Selected passage>
# # # #
The {\it dashed curve} in Fig.\ 1 shows the result of redefining the
jets in the appropriate decay rest frames by the steps enumerated
above.  The curve shown is for $\theta_0 = 45^\circ$, which is about
optimal.  One sees that the mass resolution obtained this way is
quite good ($\Delta M / M = 0.138\,$), but not as good as the
$R = 0.7$ curve.\footnote{
An early version of this paper claimed that defining jet cones in
these ``appropriate'' rest frames led to superior mass resolution.
The improvement found actually resulted from the fact that the
rest-frame cones were on average larger than the Lego cones used
there, in concert with the iterations in which each calorimeter
cell is associated with the nearest jet axis.  As long as such
iterations are included, conventional Lego cones of size
$R \simeq 0.7$ provide as good or slightly better resolution,
as shown here.}

Fig.\ 2 shows a similar histogram of the mass observed for
$t \to W \, b \to {\rm jjj} \,$.  One again sees QCD skewing
of the peak toward lower masses, relative to the value
$m_t = 175 \, {\rm GeV/c^2}$ assumed in the simulation.
# # # #
Excerpts from a point labeling dataset>
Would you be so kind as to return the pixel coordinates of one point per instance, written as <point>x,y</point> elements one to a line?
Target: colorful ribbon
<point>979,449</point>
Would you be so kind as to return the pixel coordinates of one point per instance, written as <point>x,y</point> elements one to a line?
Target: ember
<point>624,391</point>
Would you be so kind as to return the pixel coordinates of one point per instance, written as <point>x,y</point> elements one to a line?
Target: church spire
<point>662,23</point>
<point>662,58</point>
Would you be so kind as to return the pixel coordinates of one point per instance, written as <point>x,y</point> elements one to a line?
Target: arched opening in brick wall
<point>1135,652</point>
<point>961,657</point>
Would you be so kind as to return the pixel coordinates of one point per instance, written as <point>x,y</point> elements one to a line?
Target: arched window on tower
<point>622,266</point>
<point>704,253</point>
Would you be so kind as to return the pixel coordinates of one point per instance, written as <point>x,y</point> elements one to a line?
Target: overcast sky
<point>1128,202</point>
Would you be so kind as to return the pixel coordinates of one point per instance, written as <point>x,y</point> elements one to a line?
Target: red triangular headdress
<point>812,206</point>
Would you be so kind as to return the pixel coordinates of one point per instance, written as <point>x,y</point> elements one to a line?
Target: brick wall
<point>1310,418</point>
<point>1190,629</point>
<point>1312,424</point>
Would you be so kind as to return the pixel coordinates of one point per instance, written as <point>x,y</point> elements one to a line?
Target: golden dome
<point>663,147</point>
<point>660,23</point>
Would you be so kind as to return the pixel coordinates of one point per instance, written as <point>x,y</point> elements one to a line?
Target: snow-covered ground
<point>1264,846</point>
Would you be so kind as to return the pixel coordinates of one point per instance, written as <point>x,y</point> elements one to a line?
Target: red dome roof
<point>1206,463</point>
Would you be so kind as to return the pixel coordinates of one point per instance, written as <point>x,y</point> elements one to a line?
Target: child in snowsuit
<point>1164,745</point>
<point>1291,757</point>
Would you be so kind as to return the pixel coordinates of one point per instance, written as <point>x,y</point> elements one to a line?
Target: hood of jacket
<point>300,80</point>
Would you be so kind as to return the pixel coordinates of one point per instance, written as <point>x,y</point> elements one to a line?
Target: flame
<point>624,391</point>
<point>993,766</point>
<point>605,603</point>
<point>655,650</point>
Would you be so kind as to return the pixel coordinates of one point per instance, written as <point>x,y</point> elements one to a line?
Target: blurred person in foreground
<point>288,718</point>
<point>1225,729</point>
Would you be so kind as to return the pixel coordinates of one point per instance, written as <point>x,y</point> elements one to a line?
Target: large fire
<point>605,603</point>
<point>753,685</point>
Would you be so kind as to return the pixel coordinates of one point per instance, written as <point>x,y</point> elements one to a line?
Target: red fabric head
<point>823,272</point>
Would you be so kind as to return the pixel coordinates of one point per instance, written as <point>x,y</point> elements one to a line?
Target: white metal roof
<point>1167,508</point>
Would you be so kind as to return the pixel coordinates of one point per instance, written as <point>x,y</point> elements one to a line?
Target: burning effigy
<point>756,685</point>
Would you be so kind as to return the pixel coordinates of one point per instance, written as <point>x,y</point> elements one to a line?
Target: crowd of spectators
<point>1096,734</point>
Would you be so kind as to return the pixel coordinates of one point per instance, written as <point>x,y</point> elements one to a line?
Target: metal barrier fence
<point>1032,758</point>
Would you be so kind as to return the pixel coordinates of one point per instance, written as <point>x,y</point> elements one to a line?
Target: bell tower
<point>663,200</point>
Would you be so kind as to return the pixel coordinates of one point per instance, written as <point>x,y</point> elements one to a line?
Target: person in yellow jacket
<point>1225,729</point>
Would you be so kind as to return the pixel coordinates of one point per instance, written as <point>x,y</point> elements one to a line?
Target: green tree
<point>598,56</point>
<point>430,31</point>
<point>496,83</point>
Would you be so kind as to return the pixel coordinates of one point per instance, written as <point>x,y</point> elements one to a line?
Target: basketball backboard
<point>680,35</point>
# # # #
What you should do> Please repeat everything in the passage on jet mass resolution from "Fig.\ 2 shows" down to "in the simulation.".

Written response>
Fig.\ 2 shows a similar histogram of the mass observed for
$t \to W \, b \to {\rm jjj} \,$.  One again sees QCD skewing
of the peak toward lower masses, relative to the value
$m_t = 175 \, {\rm GeV/c^2}$ assumed in the simulation.